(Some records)
= = =

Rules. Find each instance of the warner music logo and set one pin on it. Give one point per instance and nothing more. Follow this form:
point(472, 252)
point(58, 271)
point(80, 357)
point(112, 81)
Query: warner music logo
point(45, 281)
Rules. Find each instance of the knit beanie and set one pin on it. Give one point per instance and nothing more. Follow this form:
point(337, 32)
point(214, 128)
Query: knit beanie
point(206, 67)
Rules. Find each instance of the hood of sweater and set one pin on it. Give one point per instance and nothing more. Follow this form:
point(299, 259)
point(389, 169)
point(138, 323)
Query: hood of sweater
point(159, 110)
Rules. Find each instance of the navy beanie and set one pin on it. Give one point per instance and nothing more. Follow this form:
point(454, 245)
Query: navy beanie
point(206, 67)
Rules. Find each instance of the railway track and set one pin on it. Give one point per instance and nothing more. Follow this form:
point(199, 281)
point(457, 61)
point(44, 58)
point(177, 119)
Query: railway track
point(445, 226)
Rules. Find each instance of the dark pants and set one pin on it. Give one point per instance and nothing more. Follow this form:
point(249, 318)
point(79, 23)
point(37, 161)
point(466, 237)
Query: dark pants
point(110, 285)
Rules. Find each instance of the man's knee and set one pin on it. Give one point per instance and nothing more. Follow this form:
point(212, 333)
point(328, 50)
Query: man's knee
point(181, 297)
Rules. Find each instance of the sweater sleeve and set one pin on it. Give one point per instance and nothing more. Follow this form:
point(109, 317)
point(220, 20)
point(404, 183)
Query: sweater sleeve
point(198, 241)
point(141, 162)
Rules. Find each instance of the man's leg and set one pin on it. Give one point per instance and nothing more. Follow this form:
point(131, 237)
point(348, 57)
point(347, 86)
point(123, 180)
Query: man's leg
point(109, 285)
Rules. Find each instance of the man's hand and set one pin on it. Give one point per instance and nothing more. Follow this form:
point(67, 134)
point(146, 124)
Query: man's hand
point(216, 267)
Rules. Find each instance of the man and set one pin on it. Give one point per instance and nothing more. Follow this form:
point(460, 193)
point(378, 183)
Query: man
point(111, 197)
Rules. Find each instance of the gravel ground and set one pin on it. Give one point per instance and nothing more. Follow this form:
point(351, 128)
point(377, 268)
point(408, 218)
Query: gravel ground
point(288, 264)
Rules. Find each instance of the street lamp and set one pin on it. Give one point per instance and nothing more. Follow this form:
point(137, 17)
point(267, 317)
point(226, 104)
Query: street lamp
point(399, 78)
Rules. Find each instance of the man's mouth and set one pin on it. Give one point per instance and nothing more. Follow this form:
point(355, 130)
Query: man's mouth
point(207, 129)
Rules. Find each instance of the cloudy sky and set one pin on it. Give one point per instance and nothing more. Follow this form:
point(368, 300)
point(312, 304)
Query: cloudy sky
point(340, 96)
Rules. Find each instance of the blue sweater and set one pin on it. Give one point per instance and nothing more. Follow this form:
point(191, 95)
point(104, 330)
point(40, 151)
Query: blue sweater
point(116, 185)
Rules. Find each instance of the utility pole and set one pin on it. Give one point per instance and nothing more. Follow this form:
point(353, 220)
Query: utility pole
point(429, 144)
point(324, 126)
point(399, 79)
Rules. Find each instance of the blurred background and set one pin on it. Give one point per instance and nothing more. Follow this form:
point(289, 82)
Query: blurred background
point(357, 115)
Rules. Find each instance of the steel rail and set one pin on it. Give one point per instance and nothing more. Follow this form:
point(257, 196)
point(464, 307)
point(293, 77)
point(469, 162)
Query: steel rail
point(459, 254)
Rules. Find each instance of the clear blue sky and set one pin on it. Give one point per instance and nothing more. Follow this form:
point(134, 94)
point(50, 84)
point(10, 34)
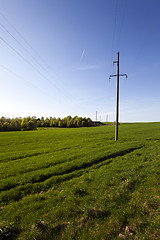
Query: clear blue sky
point(56, 57)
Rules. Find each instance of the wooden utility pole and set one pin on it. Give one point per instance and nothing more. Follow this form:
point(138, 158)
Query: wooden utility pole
point(117, 99)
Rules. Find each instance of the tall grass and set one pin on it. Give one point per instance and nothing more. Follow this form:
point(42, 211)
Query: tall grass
point(80, 183)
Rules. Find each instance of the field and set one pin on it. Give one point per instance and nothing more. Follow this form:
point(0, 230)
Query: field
point(80, 183)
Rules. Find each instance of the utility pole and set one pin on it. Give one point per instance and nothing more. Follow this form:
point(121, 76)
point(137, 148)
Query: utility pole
point(96, 116)
point(117, 99)
point(107, 118)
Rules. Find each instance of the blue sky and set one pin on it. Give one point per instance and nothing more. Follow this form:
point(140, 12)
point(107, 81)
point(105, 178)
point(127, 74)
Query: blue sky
point(56, 57)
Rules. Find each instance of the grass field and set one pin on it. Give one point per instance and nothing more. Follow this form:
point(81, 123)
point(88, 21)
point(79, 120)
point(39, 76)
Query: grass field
point(80, 183)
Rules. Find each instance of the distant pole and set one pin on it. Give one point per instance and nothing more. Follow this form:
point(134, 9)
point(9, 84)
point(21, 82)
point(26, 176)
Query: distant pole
point(107, 118)
point(117, 98)
point(96, 116)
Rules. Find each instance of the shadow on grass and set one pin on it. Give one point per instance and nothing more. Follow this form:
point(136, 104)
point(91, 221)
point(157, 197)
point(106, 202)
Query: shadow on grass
point(44, 182)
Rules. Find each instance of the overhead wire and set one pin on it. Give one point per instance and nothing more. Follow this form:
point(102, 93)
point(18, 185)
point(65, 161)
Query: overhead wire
point(22, 78)
point(67, 94)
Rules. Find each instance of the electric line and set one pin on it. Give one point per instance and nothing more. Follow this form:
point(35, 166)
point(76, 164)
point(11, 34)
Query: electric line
point(62, 87)
point(22, 78)
point(22, 46)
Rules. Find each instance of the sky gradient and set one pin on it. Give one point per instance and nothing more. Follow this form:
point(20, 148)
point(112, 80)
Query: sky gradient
point(56, 58)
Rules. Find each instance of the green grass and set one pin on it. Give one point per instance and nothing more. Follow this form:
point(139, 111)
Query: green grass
point(80, 183)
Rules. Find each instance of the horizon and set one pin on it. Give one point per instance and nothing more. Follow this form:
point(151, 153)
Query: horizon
point(56, 58)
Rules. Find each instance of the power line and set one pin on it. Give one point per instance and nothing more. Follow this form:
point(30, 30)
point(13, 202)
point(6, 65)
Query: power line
point(22, 78)
point(67, 94)
point(117, 99)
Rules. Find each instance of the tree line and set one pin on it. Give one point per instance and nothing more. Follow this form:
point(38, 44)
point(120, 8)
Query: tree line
point(31, 123)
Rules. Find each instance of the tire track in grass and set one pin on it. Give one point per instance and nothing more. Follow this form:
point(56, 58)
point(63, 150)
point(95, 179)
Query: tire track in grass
point(44, 182)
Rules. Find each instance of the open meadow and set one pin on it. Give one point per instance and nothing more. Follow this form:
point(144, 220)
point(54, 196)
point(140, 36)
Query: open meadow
point(80, 184)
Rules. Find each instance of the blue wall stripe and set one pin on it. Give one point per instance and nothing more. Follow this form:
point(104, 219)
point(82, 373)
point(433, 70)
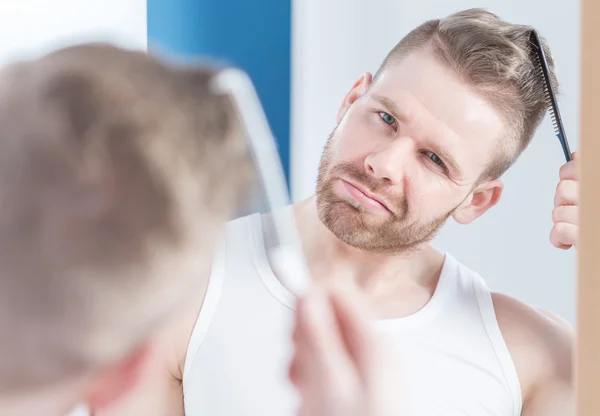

= = =

▸ **Task to carry out**: Count the lines in the entries above that contain the string "tire", and give only the number.

▸ **Exercise response**: 2